# [What you should do]
When the line containing "foliage in the photo above." appears in the data below, begin copying there and stop only after the line containing "large snail in the photo above.".

# [Dataset records]

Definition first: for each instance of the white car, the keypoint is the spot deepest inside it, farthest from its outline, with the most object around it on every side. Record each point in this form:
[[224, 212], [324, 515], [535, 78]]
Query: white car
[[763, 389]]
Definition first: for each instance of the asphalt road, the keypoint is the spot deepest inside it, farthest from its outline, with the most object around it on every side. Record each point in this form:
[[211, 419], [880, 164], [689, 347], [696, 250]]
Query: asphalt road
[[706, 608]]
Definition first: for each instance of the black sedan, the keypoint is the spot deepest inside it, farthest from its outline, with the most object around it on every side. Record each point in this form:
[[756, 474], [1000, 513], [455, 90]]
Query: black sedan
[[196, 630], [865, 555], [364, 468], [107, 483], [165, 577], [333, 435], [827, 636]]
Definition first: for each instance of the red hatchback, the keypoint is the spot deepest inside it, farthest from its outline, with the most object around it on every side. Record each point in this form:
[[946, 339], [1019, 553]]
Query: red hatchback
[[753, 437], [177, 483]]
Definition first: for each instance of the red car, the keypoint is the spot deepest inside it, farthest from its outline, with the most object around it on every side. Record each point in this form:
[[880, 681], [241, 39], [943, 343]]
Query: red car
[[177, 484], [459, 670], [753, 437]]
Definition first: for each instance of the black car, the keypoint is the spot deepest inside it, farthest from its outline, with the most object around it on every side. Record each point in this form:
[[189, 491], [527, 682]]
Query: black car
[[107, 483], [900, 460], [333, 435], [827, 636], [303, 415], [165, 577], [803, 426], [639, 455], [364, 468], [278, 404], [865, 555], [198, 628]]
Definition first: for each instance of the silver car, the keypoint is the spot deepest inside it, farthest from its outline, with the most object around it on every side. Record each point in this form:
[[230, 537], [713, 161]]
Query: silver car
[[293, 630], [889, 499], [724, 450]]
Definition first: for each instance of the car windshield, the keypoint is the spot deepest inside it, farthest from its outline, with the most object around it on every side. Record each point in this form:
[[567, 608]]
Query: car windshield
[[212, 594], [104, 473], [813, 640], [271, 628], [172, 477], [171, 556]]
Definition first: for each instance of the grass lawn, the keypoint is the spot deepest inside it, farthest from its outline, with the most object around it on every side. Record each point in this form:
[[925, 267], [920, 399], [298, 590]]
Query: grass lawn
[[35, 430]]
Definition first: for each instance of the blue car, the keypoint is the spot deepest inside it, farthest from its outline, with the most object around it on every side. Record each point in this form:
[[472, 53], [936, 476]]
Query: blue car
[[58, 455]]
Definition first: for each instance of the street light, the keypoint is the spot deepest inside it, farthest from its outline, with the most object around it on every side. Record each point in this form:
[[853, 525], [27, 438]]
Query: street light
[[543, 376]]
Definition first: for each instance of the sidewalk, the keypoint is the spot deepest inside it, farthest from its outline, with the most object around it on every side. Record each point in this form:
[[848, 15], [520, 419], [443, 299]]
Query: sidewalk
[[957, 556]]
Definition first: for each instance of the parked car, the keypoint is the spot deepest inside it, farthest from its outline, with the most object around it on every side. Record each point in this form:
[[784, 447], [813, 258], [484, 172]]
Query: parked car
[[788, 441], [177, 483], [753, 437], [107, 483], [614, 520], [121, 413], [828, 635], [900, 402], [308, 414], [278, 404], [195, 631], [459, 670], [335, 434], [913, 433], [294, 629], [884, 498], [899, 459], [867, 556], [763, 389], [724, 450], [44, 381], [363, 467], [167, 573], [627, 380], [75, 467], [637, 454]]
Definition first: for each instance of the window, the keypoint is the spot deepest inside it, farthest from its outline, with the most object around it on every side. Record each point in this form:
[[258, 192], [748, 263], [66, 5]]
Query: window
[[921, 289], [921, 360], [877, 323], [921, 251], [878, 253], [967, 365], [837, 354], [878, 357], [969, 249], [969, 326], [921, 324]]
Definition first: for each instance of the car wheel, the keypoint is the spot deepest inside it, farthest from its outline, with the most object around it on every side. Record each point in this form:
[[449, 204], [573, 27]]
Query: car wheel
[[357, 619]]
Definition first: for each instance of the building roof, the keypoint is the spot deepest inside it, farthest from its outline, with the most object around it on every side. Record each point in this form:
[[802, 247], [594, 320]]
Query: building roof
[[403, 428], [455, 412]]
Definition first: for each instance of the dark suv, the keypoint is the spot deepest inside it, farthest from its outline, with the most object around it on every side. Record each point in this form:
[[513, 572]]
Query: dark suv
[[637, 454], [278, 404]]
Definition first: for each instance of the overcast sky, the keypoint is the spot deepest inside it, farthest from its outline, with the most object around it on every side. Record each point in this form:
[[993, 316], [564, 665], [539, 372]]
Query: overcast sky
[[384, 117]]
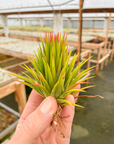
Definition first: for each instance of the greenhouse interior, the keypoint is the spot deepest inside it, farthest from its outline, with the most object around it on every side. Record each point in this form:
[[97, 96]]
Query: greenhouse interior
[[56, 72]]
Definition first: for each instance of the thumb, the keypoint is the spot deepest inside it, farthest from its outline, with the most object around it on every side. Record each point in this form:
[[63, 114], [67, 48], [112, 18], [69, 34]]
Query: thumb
[[37, 122]]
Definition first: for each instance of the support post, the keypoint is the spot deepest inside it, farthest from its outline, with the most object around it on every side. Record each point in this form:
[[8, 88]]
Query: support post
[[20, 96], [105, 23], [106, 40], [21, 22], [4, 20], [41, 22], [69, 23], [80, 31], [58, 23]]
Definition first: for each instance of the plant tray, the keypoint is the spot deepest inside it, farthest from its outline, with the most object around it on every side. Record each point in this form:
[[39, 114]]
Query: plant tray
[[8, 119]]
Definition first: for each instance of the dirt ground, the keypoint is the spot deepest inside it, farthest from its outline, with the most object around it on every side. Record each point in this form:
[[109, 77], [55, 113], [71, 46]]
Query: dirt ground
[[95, 123]]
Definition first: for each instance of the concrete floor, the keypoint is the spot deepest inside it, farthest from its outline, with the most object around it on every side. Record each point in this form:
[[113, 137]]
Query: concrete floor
[[95, 123]]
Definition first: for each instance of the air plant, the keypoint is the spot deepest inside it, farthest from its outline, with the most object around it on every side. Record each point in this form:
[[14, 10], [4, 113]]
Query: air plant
[[52, 73]]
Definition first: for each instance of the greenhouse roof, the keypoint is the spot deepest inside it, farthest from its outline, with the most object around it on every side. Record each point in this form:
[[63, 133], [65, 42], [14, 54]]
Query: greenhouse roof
[[49, 6]]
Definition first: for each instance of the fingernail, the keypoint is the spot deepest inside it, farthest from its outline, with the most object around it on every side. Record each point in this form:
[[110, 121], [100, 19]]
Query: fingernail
[[46, 106]]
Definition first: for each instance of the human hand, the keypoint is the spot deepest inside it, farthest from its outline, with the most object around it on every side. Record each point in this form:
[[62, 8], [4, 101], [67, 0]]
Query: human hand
[[35, 124]]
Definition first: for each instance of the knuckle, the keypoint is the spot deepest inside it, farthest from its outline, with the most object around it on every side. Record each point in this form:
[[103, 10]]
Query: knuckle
[[29, 125]]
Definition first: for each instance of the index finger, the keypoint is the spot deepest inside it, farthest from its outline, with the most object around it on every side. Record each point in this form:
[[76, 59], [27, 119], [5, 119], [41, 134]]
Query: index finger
[[33, 102]]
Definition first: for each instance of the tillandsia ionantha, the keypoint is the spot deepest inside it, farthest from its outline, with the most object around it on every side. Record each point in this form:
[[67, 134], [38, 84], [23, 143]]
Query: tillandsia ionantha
[[52, 73]]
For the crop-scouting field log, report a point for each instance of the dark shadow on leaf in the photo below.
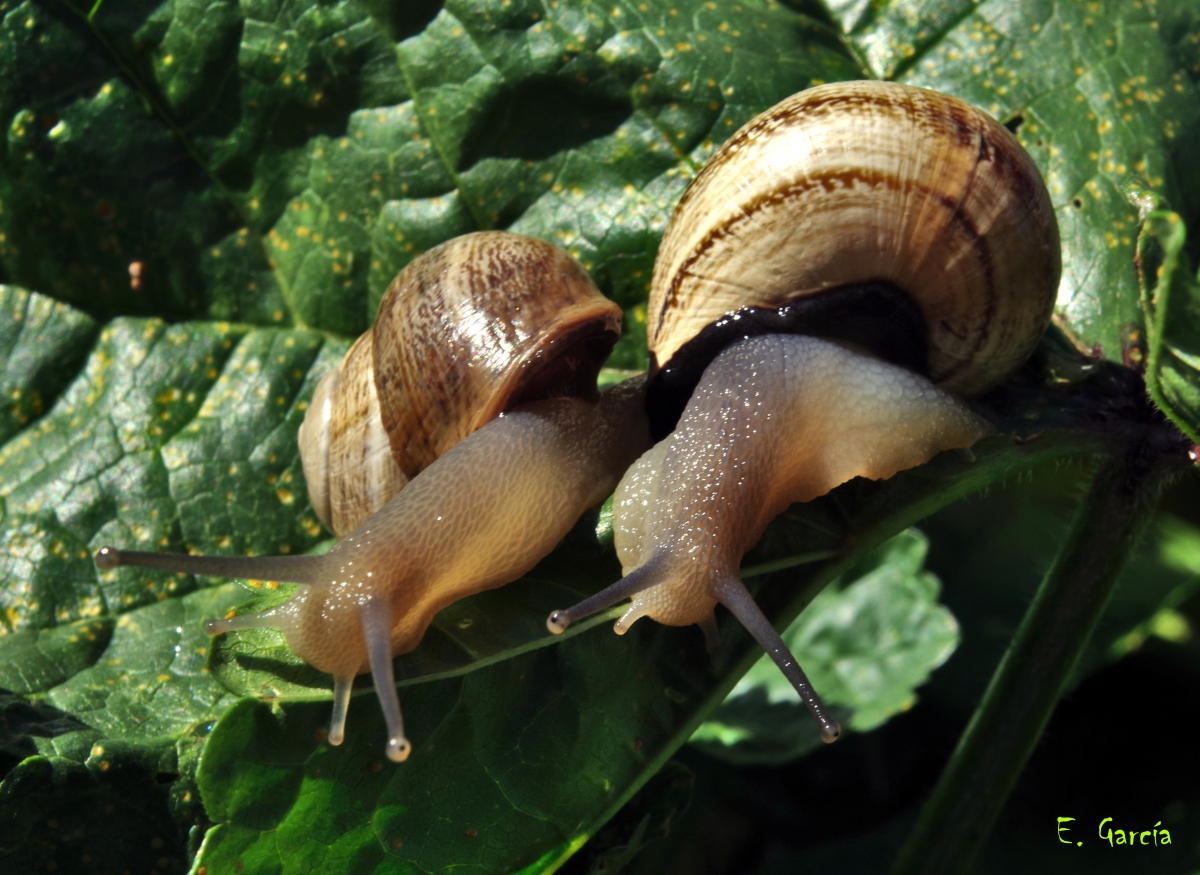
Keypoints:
(21, 721)
(405, 18)
(540, 118)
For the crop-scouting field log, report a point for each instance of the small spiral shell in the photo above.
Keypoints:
(469, 329)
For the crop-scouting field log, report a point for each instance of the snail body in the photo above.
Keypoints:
(844, 271)
(520, 444)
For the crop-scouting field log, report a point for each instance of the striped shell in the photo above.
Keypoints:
(861, 181)
(467, 330)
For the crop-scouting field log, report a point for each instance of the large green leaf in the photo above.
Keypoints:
(275, 165)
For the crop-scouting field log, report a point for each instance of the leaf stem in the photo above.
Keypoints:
(1006, 727)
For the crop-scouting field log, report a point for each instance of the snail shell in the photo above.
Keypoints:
(843, 271)
(921, 196)
(469, 329)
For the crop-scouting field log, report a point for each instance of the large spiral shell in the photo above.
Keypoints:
(876, 183)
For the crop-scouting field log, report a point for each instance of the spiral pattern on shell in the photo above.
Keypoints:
(869, 181)
(469, 329)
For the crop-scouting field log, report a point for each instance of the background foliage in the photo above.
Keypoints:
(269, 166)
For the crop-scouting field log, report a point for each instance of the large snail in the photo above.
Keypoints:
(845, 269)
(477, 389)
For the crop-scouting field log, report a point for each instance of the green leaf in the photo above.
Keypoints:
(1170, 297)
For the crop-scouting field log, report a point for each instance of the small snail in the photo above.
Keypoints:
(479, 375)
(845, 269)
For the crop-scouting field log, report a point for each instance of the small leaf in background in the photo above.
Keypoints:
(865, 647)
(1170, 297)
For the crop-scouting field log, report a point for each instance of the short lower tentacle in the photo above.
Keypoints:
(376, 618)
(735, 595)
(630, 585)
(342, 687)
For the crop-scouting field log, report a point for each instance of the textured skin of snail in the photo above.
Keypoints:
(913, 237)
(521, 445)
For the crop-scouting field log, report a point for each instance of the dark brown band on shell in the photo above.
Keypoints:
(876, 316)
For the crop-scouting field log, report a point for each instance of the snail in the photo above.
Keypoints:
(844, 271)
(459, 441)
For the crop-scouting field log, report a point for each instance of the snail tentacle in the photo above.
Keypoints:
(342, 687)
(627, 587)
(376, 618)
(735, 595)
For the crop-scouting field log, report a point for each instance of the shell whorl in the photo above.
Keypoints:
(469, 329)
(863, 181)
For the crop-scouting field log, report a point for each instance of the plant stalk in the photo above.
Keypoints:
(1006, 727)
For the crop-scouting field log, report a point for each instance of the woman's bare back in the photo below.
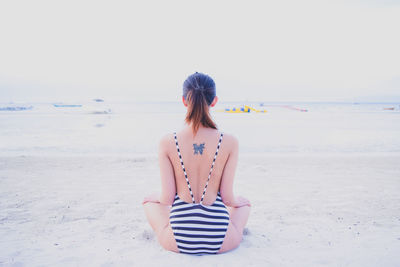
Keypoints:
(198, 153)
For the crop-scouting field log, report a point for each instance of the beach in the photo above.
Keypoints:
(323, 186)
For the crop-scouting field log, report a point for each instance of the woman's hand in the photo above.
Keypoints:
(240, 202)
(153, 198)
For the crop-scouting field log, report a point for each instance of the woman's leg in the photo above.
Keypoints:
(158, 217)
(237, 221)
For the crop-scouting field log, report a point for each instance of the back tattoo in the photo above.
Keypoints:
(198, 148)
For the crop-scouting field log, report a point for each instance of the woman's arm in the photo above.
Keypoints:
(228, 176)
(168, 187)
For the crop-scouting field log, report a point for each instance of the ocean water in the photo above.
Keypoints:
(136, 127)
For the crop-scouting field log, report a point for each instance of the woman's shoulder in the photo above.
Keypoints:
(166, 141)
(230, 140)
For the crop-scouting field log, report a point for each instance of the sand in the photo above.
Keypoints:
(312, 209)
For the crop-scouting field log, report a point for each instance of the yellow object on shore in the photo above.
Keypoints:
(245, 109)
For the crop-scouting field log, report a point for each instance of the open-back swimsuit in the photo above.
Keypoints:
(199, 229)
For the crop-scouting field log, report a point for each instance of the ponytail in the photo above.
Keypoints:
(199, 92)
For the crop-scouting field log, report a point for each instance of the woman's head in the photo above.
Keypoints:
(198, 95)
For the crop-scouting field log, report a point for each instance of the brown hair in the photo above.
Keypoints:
(199, 92)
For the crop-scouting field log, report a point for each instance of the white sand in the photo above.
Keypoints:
(308, 210)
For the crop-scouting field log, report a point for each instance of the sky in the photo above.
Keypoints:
(254, 50)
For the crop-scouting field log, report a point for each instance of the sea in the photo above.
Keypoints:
(101, 127)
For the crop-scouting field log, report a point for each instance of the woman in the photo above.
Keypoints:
(205, 217)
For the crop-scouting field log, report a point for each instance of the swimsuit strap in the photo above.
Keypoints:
(183, 167)
(212, 166)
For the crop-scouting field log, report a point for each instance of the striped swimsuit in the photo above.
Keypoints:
(199, 229)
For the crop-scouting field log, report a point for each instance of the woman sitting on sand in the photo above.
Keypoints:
(205, 217)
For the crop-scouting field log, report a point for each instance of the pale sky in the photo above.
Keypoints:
(254, 50)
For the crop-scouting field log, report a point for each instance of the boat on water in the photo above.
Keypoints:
(15, 108)
(67, 105)
(244, 109)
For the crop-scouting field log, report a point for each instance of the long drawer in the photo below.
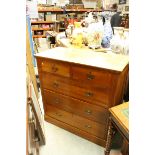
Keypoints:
(84, 109)
(54, 67)
(92, 76)
(77, 121)
(69, 87)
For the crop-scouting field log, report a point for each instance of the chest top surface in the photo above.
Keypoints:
(88, 57)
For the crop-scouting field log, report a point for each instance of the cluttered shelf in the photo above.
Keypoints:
(35, 29)
(39, 36)
(43, 22)
(43, 9)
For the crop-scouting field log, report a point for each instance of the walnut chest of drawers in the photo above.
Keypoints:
(79, 86)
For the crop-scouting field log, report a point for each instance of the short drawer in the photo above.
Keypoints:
(73, 88)
(76, 121)
(54, 67)
(91, 76)
(90, 111)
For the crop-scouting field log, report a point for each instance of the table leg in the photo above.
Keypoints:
(109, 138)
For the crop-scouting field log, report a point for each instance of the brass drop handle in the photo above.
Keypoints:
(87, 111)
(54, 68)
(88, 94)
(58, 114)
(90, 76)
(88, 126)
(56, 101)
(55, 85)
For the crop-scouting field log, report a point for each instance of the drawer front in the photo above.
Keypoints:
(91, 76)
(71, 88)
(92, 112)
(77, 121)
(54, 67)
(89, 126)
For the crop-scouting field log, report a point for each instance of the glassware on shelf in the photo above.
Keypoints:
(126, 42)
(117, 42)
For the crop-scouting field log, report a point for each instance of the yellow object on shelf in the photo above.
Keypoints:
(77, 24)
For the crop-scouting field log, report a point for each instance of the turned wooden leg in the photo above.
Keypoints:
(109, 138)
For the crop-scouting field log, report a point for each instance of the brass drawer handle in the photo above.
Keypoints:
(54, 69)
(88, 94)
(90, 76)
(58, 114)
(55, 85)
(56, 101)
(88, 112)
(88, 126)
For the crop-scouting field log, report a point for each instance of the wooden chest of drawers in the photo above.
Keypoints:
(79, 86)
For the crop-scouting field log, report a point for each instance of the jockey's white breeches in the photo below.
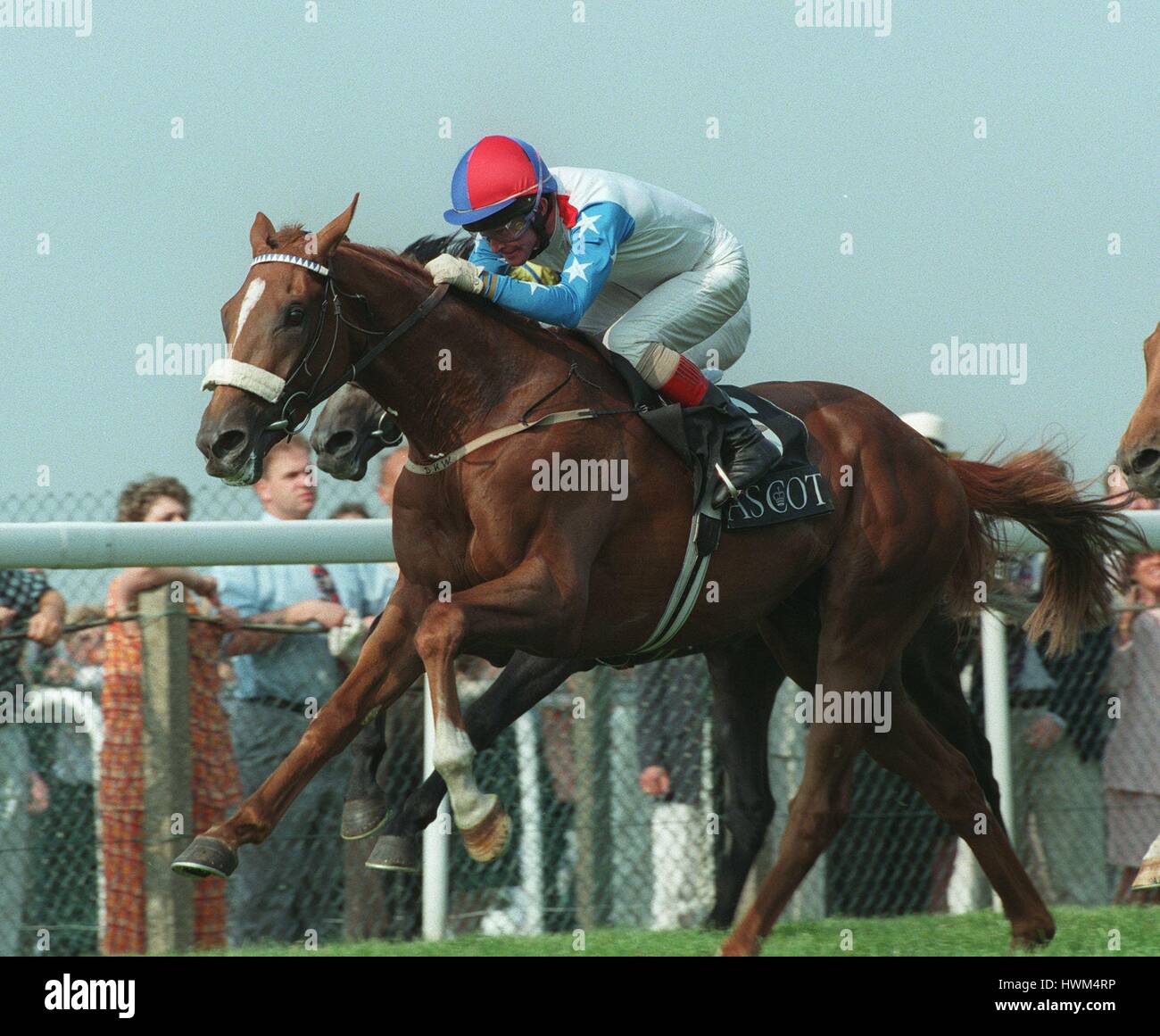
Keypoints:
(703, 313)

# [Written solution]
For the crop-scouting field log, report a point for each instance of the background foliage in the photo above.
Keypoints:
(269, 166)
For the crop-scouting field log, report a point for each instance of the large snail in the photo above.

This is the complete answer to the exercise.